start

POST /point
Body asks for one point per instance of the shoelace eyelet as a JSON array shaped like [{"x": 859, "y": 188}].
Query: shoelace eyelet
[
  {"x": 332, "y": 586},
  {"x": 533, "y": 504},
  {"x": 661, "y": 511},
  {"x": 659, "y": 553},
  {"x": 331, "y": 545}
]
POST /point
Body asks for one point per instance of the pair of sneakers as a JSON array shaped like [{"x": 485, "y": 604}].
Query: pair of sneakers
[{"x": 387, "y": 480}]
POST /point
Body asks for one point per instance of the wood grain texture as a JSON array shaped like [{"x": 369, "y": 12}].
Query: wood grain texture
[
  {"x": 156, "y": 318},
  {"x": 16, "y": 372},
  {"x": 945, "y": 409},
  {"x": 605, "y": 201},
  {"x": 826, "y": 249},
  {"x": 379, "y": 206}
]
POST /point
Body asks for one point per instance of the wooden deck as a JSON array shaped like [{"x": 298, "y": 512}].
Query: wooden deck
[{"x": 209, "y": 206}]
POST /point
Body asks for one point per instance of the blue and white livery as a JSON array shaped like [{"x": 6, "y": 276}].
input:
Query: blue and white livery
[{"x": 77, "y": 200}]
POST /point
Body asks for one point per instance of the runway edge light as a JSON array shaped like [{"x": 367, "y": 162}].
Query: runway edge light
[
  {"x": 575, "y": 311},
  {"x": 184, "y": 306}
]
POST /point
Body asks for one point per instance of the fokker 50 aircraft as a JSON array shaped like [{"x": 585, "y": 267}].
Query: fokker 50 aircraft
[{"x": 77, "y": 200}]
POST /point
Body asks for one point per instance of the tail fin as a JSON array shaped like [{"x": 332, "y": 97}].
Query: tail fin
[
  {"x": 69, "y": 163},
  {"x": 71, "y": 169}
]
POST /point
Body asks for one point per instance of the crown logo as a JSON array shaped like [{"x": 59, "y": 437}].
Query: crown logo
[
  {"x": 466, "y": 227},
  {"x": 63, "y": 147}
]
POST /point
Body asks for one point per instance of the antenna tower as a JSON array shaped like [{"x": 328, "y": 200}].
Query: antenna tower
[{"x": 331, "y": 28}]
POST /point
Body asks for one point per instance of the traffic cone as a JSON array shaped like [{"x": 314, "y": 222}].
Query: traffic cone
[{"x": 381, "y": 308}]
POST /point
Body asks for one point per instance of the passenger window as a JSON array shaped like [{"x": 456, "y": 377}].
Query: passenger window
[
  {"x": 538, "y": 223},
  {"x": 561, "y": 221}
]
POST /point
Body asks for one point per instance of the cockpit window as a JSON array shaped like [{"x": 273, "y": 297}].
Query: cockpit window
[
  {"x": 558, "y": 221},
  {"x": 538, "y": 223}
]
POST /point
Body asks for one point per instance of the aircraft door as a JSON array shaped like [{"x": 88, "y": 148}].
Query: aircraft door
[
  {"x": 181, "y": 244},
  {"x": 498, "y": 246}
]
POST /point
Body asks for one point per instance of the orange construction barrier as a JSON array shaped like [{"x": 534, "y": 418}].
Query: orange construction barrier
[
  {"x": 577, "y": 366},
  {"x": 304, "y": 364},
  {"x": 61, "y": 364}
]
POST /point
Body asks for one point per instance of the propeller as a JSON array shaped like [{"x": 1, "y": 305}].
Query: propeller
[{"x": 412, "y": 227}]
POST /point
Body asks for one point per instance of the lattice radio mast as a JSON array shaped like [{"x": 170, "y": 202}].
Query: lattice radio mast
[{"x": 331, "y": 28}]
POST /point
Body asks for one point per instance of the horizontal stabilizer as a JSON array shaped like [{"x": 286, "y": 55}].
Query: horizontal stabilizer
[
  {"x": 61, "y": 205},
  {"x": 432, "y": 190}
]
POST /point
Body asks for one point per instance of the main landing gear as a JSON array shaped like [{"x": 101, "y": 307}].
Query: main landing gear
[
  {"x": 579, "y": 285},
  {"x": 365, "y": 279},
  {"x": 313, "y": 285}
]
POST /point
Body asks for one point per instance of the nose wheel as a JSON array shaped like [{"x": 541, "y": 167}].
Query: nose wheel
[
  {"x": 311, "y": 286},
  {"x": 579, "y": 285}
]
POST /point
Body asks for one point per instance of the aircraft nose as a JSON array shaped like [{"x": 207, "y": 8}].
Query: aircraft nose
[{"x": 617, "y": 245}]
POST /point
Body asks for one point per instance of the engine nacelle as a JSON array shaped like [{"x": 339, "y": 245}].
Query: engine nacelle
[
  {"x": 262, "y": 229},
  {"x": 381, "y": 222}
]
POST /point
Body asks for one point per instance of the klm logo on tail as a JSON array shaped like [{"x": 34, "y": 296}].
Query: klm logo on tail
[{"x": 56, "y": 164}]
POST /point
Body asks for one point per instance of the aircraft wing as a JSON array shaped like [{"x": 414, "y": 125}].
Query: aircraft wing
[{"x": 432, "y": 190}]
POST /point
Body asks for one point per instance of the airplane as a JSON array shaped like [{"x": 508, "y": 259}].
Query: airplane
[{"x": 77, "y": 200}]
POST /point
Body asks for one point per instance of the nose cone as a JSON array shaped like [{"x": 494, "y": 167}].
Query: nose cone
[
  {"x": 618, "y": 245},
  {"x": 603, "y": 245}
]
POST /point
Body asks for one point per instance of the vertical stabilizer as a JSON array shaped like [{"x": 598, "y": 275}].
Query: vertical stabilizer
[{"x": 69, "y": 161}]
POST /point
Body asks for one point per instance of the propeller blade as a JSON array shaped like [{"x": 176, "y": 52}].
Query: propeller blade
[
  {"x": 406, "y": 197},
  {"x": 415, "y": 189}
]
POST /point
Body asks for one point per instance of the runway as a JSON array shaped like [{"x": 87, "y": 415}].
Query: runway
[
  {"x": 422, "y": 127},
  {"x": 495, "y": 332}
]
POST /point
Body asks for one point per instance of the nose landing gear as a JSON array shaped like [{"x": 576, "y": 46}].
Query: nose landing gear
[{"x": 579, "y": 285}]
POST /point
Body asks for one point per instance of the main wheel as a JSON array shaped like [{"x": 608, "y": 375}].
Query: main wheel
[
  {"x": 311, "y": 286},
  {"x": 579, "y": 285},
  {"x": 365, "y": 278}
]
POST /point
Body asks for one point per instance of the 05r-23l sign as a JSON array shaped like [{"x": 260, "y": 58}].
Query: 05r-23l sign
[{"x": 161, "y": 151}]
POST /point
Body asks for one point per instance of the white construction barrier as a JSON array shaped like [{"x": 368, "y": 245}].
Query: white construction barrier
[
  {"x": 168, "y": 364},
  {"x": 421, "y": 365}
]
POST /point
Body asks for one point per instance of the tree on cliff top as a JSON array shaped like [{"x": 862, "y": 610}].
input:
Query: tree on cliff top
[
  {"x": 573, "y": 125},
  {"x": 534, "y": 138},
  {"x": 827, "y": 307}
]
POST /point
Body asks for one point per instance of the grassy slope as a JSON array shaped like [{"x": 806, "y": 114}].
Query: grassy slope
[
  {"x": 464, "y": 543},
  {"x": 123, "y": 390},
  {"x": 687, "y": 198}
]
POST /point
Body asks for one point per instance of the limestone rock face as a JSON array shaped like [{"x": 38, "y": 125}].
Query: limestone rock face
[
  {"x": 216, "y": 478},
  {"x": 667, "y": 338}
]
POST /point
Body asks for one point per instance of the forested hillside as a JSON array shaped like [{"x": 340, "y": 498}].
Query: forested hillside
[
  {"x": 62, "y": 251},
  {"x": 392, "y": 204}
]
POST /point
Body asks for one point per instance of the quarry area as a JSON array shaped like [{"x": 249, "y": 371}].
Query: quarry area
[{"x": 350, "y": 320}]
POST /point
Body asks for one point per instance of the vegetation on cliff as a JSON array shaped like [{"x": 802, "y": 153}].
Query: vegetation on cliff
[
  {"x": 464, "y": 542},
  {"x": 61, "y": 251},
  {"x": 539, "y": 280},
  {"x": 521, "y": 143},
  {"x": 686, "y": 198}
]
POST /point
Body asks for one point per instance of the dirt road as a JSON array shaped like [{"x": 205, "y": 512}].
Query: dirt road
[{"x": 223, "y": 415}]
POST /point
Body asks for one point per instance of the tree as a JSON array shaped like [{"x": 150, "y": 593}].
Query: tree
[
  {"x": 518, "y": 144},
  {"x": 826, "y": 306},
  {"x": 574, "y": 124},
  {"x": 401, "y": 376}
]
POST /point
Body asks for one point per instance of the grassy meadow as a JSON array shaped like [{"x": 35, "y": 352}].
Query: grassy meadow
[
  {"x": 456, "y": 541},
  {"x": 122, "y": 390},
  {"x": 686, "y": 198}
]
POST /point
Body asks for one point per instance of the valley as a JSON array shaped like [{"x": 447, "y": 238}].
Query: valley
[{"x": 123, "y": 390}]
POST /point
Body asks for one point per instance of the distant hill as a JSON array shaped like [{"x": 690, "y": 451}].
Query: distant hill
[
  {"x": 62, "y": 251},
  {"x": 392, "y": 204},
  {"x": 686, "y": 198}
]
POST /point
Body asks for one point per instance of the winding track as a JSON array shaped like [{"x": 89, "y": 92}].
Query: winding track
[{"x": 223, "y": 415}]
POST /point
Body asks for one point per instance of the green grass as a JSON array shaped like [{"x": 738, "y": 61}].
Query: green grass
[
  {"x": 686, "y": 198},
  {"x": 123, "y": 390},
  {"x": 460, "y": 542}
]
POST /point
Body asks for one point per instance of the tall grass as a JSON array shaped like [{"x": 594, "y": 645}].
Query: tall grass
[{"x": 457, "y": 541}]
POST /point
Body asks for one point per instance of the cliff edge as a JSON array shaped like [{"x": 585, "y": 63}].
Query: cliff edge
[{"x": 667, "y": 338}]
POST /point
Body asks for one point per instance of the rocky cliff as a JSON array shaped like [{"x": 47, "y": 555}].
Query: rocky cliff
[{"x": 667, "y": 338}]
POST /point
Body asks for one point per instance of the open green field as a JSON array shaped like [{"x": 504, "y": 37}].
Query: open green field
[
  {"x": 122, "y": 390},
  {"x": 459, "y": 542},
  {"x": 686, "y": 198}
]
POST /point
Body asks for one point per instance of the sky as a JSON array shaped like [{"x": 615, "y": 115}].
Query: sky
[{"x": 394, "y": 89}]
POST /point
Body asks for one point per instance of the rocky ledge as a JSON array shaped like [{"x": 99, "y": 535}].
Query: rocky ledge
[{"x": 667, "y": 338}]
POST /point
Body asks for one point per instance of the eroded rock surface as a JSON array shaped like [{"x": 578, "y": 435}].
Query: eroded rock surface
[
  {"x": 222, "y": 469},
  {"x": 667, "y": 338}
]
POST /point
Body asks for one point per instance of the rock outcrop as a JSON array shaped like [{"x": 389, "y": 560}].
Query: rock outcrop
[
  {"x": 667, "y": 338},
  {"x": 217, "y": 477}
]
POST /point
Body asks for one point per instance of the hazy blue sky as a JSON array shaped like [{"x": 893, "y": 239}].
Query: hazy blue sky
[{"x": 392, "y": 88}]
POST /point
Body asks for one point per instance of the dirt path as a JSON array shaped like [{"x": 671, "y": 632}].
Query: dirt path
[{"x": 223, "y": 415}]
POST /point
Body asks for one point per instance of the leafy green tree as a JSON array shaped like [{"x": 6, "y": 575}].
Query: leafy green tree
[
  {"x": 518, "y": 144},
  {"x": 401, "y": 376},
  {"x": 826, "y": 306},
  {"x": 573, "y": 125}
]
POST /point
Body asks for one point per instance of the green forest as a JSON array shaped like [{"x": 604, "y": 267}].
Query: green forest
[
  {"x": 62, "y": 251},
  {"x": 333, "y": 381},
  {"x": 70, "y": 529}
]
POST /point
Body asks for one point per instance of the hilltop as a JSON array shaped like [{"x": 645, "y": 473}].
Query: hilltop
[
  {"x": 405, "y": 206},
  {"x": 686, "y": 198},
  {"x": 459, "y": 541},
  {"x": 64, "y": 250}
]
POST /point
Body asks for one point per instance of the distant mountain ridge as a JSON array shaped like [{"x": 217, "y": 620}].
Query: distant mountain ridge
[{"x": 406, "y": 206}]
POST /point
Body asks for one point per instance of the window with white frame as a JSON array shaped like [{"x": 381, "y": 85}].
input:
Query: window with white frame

end

Identify every line in the entries above that contains the string "ridge", and copy each such line in full.

Solution to this task.
Body asks for one point per instance of the distant mountain ridge as a JSON array shaped like [{"x": 217, "y": 620}].
Query: distant mountain ridge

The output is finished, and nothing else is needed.